▸ **Aim of the exercise**:
Repeat the items below word for word, covering the stretch from the start of the items through the line containing "pixel 276 274", both ends included.

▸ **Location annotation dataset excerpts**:
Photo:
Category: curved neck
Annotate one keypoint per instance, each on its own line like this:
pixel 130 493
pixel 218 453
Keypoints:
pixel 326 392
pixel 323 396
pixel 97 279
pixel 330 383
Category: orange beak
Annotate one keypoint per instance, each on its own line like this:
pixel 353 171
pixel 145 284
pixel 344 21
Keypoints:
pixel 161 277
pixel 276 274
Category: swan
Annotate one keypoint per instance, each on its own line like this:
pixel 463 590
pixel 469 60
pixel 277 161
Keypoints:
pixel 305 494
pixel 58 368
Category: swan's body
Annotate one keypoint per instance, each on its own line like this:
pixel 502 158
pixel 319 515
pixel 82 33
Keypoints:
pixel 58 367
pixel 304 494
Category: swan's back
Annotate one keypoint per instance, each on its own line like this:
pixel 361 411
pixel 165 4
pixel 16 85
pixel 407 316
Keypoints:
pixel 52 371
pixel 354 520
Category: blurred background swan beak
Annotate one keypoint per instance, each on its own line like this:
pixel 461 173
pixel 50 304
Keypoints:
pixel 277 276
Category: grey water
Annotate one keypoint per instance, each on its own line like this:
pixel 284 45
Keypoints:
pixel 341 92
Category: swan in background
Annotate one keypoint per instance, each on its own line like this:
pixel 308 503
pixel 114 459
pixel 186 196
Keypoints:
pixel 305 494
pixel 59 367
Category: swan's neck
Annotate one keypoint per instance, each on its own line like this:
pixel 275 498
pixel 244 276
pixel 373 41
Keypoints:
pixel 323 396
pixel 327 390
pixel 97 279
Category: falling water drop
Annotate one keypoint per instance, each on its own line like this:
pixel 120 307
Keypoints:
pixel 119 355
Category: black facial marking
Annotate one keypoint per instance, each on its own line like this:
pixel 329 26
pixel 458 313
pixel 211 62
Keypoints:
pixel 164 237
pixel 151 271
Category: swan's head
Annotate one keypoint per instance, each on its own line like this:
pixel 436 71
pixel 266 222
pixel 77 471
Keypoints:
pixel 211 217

▸ **Task response**:
Photo:
Category: curved neck
Annotate one keypoint per instance, each on its own line like this:
pixel 130 493
pixel 218 453
Keypoints:
pixel 326 392
pixel 323 396
pixel 97 279
pixel 330 383
Category: orange beak
Annotate one keypoint per instance, each on its own line like this:
pixel 353 171
pixel 145 284
pixel 344 21
Keypoints:
pixel 161 277
pixel 276 274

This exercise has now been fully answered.